(Extracted records)
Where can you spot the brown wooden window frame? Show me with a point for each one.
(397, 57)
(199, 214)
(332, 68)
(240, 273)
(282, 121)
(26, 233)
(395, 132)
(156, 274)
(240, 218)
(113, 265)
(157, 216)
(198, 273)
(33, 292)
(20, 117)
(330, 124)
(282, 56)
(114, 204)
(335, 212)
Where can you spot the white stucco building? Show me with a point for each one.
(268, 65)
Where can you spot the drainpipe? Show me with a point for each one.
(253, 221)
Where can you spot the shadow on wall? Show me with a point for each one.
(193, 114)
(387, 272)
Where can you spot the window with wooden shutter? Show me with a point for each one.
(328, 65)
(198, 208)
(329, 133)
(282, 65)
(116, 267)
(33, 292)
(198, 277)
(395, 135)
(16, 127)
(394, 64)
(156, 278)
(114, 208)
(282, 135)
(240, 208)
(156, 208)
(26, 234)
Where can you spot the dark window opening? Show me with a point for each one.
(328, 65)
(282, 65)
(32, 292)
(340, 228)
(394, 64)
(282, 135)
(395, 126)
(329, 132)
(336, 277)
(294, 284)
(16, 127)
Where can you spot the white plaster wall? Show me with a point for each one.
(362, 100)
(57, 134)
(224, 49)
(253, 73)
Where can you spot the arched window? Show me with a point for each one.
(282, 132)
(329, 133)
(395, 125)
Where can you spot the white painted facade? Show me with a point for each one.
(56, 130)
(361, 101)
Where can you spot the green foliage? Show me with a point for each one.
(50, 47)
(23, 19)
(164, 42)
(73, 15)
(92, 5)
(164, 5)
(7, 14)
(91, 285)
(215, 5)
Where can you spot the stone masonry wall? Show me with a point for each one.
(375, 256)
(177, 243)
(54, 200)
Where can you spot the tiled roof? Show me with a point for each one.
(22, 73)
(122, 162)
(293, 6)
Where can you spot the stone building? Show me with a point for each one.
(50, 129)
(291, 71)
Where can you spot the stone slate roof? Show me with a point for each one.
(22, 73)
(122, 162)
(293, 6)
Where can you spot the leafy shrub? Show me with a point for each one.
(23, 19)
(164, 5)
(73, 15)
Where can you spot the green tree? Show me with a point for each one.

**EXERCISE INSTRUCTIONS:** Reproduce the line that contains "Where can you spot the leafy" and each line after it through the last line of the entries above, exactly; leave out all earlier lines.

**RESULT OF THE EXERCISE:**
Where can you spot the leafy shrub? Show me with a point for each one.
(23, 19)
(164, 5)
(73, 15)
Where can you spot the green tree? Show me with a point for each one.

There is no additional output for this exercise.